*Dataset entries*.
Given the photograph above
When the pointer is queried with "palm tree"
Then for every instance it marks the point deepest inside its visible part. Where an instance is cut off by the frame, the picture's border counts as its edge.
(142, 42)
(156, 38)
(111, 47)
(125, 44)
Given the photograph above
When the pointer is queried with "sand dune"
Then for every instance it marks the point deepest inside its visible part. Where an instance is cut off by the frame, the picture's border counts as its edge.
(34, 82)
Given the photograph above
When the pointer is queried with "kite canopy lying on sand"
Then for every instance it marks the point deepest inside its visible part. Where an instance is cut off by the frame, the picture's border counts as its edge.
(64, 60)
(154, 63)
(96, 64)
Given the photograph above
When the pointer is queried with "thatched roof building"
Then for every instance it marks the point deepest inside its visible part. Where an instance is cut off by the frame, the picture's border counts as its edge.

*Short exercise*. Give the listing above again, word for word.

*Result below*.
Given the photograph above
When the pointer is queried with "palm tree"
Then for every instance it marks the point deepest inside its visible part. Where an instance is cut off by the frame, the picture's border counts as its edge.
(142, 42)
(156, 38)
(111, 47)
(125, 44)
Given the photograph above
When the pointer is queried with "sand dune"
Then for every instance it marks the point deepest inside its visible part. Where an instance is cut off by the frame, the picture's border counts as its edge.
(34, 82)
Given the photograph above
When the pointer is queried with "kite canopy lying on sand"
Then for every instance it marks the point deepest inside its visible part. Where an instance is cut off by the frame, the picture's border counts as its edge.
(64, 60)
(154, 63)
(96, 64)
Given the photograph above
When the pointer is queried with "thatched roof building"
Then for every instance it marks the point deepest inside its visible part. Where an instance is cut off by the frame, the picture's border counts as its edge.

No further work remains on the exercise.